▸ **Goal A**:
Write out the part of the grapefruit text between "The best climate" and "be pruned regularly.", inclusive, word for word.

▸ **Selected extract**:

————————

The grapefruit is believed to have originated in the West Indies. These handsome citrus trees grow only in the southern-most United States; commercially they are grown in Florida, Arizona, Hawaii and California.

What is it used for?

Grapefruit is grown for its large fruits that can range in color from white-fleshed to yellow, and even pink or red. In addition to fresh eating, grapefruits are enjoyed in juices and marmalades.

Where does it grow? How do we grow it?

The best climate is determined by the amount of frost and the amount of heat available.

Grapefruit trees will do best in an area where there is full sun, good moisture levels, and excellent drainage. The trees need a good supply of nutrients, particularly nitrogen. Home gardeners protect their grapefruit trees from frost damage by wrapping the trunk or providing some alternative insulation like mounding. Trees must be pruned regularly.

What are its primary problems?

Citrus trees in general are plagued by a variety of pests. These include mites, summer scale, white flies, and melanose, a bark rot.

How do we harvest and store it?

With grapefruits, there is no harvest season, and the fruits should be picked when they are fully ripened. Home gardeners use clippers to cut fruit off of the trees, carefully removing them from the trees to prevent damage to the skin and fruit. Grapefruits are stored in a cool place.

————————

▸ **Data provided**:
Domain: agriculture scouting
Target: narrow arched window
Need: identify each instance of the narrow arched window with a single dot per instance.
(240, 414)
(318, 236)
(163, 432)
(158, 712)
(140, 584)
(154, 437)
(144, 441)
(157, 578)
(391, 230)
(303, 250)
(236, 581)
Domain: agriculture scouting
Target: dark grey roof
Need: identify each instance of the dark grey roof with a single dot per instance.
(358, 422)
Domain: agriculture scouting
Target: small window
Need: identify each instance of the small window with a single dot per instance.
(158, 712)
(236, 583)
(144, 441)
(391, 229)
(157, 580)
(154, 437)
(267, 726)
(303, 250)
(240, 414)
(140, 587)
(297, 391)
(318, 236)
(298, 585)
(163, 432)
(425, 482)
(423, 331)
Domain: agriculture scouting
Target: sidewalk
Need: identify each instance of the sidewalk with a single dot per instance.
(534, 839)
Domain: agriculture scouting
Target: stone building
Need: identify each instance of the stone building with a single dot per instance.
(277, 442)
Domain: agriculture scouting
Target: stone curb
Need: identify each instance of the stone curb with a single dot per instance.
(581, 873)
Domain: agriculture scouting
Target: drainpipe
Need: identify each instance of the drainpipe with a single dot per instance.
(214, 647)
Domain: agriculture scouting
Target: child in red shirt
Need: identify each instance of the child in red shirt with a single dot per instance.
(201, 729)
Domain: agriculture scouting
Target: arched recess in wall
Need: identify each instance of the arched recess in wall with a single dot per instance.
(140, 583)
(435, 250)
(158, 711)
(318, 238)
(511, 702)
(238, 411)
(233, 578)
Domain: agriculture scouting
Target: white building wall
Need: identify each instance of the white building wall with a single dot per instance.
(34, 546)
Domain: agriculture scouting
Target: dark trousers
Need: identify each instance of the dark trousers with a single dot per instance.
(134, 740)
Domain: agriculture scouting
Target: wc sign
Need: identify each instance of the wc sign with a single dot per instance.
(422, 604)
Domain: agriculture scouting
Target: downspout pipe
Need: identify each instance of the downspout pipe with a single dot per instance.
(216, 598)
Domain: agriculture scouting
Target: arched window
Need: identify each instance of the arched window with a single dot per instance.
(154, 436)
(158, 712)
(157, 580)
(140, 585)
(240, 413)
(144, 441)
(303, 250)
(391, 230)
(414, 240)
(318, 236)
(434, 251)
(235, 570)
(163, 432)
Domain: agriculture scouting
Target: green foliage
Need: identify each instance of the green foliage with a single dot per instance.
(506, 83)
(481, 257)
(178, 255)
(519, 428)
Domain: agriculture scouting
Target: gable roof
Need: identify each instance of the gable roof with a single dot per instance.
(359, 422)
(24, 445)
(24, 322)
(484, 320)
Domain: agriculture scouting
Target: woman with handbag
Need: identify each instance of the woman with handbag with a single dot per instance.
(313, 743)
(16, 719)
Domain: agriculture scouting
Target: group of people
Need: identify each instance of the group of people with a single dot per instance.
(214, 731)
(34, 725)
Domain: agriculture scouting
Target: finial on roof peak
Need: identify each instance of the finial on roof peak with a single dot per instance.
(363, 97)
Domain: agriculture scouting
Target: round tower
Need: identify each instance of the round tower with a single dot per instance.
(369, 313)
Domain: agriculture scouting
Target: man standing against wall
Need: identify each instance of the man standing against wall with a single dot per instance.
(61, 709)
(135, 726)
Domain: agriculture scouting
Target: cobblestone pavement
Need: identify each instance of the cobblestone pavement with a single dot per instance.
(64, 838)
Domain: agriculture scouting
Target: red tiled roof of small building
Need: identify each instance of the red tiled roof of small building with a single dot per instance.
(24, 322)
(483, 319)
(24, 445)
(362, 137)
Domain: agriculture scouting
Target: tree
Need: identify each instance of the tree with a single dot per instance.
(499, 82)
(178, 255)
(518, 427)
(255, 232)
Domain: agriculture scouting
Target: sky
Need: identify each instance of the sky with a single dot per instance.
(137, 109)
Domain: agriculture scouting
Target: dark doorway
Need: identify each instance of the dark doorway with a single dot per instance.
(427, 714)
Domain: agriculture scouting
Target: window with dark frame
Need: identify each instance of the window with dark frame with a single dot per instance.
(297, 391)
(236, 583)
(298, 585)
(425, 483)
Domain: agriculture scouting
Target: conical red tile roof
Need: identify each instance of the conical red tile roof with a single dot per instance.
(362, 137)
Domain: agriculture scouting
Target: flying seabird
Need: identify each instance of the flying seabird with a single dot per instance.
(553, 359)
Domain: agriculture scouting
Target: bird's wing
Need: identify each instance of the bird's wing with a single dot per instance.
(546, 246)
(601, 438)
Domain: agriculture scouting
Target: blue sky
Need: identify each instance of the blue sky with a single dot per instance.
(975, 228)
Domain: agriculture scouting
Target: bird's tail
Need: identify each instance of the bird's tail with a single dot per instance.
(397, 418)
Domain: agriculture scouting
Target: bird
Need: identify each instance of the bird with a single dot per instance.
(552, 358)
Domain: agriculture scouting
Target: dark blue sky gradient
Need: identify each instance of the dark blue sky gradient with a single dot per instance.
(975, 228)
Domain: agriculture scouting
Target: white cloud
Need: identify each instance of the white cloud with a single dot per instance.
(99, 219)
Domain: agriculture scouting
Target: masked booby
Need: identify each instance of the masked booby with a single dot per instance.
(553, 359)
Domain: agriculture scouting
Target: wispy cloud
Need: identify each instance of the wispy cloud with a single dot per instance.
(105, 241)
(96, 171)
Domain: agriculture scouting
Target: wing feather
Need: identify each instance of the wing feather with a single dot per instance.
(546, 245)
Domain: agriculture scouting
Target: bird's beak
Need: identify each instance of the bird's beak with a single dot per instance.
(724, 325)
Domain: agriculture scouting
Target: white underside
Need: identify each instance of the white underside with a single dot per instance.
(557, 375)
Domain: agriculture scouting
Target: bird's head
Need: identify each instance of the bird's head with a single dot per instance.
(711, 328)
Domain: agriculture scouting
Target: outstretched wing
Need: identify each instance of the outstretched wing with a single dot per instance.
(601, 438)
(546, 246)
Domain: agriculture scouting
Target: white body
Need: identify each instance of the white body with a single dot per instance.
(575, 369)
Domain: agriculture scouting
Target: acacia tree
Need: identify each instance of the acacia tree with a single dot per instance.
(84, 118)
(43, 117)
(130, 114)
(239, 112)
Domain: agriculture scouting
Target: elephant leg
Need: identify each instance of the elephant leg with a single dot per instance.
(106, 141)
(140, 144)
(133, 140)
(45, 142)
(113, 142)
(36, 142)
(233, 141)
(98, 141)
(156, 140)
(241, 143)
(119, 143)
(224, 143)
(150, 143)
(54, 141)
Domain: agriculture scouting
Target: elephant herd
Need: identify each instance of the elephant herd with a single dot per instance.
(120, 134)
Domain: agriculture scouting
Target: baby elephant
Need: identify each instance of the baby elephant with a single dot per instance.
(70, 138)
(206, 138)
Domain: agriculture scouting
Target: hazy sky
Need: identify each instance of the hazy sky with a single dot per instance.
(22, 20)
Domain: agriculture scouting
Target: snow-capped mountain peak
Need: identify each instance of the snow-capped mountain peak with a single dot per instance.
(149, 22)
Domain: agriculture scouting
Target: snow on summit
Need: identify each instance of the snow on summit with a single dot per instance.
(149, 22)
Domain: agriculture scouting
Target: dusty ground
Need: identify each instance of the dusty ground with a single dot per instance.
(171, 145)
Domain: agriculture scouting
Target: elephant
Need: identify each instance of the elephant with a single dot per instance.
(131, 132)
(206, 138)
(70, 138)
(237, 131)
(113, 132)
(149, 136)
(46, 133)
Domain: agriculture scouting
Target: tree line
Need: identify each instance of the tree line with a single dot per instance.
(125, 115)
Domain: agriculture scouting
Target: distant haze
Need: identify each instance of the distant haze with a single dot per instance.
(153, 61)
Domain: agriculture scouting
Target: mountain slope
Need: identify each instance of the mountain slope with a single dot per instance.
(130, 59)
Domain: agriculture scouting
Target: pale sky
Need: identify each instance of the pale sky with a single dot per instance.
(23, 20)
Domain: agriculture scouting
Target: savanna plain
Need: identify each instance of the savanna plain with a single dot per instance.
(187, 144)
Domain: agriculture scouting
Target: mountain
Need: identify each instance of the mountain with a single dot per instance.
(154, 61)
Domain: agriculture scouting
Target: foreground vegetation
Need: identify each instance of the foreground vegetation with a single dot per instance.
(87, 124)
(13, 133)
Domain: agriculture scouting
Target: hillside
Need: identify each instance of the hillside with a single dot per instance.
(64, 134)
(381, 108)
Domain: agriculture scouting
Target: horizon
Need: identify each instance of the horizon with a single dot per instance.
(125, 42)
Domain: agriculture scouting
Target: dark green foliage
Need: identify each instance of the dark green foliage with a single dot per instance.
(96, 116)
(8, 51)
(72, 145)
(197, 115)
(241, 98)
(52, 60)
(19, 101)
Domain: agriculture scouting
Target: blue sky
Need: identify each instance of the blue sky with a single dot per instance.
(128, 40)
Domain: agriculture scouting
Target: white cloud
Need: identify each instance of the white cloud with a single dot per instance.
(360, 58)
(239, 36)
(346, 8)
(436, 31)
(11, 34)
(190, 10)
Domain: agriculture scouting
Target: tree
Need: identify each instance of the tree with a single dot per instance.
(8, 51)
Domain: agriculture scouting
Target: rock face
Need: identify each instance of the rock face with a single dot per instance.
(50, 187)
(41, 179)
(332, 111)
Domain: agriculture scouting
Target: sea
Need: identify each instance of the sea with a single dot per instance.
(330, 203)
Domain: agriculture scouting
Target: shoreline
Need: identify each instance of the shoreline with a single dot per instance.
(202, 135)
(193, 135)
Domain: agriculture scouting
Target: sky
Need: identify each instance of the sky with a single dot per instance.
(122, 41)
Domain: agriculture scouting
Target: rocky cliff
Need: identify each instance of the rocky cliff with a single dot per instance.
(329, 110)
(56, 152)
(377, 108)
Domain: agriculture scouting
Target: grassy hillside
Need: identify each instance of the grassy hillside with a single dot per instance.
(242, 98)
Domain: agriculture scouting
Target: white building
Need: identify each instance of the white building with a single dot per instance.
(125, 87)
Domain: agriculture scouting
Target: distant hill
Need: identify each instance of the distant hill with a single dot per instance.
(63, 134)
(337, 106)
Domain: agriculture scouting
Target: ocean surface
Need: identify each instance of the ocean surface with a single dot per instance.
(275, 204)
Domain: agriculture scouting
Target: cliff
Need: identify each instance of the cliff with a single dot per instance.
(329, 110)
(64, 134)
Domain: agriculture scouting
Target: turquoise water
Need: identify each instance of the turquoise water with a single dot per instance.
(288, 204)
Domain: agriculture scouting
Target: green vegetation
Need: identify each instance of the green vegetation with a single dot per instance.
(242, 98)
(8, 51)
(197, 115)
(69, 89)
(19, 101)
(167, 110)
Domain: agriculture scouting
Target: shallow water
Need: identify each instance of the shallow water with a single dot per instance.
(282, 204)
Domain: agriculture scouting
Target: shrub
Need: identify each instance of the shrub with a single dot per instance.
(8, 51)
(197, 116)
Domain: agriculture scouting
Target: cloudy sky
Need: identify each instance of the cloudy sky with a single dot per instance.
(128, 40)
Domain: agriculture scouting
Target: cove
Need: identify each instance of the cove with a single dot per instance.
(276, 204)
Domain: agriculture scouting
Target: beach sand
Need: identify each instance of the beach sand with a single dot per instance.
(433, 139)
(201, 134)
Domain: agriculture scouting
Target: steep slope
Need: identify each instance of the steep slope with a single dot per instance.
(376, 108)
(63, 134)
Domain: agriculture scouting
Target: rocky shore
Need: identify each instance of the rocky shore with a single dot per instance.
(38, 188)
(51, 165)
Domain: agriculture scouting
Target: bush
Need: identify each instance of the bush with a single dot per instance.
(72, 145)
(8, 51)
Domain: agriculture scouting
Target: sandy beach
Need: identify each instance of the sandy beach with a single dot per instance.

————————

▸ **Goal B**:
Find every line in the entries above that contains the word "underside" and copy each one.

▸ **Expected answer A**:
The best climate is determined by the amount of frost and the amount of heat available.

Grapefruit trees will do best in an area where there is full sun, good moisture levels, and excellent drainage. The trees need a good supply of nutrients, particularly nitrogen. Home gardeners protect their grapefruit trees from frost damage by wrapping the trunk or providing some alternative insulation like mounding. Trees must be pruned regularly.

▸ **Expected answer B**:
Target: white underside
Need: identify each instance of the white underside with a single dot per instance.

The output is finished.